### PROMPT
Return every record exactly as written.

● ● ● ● ● ● ●

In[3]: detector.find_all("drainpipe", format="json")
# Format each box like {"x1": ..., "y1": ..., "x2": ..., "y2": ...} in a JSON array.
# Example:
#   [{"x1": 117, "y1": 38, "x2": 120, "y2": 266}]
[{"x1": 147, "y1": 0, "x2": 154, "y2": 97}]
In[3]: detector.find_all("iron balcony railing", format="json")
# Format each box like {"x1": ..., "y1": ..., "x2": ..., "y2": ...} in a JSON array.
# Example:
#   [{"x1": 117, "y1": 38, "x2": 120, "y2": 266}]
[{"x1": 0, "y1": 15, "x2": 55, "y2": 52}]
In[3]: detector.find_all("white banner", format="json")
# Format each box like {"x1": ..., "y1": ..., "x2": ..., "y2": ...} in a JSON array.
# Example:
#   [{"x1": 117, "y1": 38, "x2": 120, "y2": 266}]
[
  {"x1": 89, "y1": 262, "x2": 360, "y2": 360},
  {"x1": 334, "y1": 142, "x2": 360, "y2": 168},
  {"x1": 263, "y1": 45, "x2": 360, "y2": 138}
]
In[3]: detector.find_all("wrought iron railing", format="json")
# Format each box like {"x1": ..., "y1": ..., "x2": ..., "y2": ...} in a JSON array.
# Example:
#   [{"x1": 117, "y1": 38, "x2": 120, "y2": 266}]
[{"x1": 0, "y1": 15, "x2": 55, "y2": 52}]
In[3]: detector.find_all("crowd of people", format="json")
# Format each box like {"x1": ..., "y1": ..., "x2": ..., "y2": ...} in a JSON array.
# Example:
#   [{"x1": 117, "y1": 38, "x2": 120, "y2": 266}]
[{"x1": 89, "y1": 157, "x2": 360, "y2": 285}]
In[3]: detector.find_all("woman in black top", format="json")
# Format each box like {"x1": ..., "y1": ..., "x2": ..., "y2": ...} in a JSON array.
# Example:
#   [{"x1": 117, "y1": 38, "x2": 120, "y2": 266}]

● ● ● ● ● ● ●

### ANSWER TO THE PROBLEM
In[3]: detector.find_all("drainpipe", format="json")
# Format each box like {"x1": ..., "y1": ..., "x2": ..., "y2": ...} in a JSON array.
# Example:
#   [{"x1": 117, "y1": 38, "x2": 120, "y2": 266}]
[{"x1": 147, "y1": 0, "x2": 154, "y2": 97}]
In[3]: detector.find_all("iron balcony railing", format="json")
# Format each box like {"x1": ..., "y1": ..., "x2": ..., "y2": ...} in a JSON array.
# Example:
#   [{"x1": 117, "y1": 38, "x2": 120, "y2": 266}]
[{"x1": 0, "y1": 15, "x2": 55, "y2": 52}]
In[3]: detector.find_all("white banner", format="json")
# Format each box like {"x1": ..., "y1": ..., "x2": ..., "y2": ...} in a JSON array.
# Example:
#   [{"x1": 117, "y1": 38, "x2": 120, "y2": 266}]
[
  {"x1": 89, "y1": 262, "x2": 360, "y2": 360},
  {"x1": 334, "y1": 142, "x2": 360, "y2": 168},
  {"x1": 263, "y1": 45, "x2": 360, "y2": 138}
]
In[3]: detector.find_all("wrought iron railing", format="json")
# Format each box like {"x1": ..., "y1": ..., "x2": ..., "y2": ...} in a JSON array.
# Example:
#   [{"x1": 117, "y1": 38, "x2": 120, "y2": 266}]
[{"x1": 0, "y1": 15, "x2": 55, "y2": 52}]
In[3]: detector.find_all("crowd of people", format="json")
# Format each box like {"x1": ..., "y1": ..., "x2": ..., "y2": ...} in a JSON array.
# Example:
#   [{"x1": 117, "y1": 38, "x2": 120, "y2": 266}]
[{"x1": 89, "y1": 157, "x2": 360, "y2": 285}]
In[3]: detector.find_all("woman in black top", format="json")
# Format each box like {"x1": ..., "y1": ..., "x2": ..., "y2": ...} in a JSON array.
# Example:
#   [{"x1": 117, "y1": 38, "x2": 120, "y2": 266}]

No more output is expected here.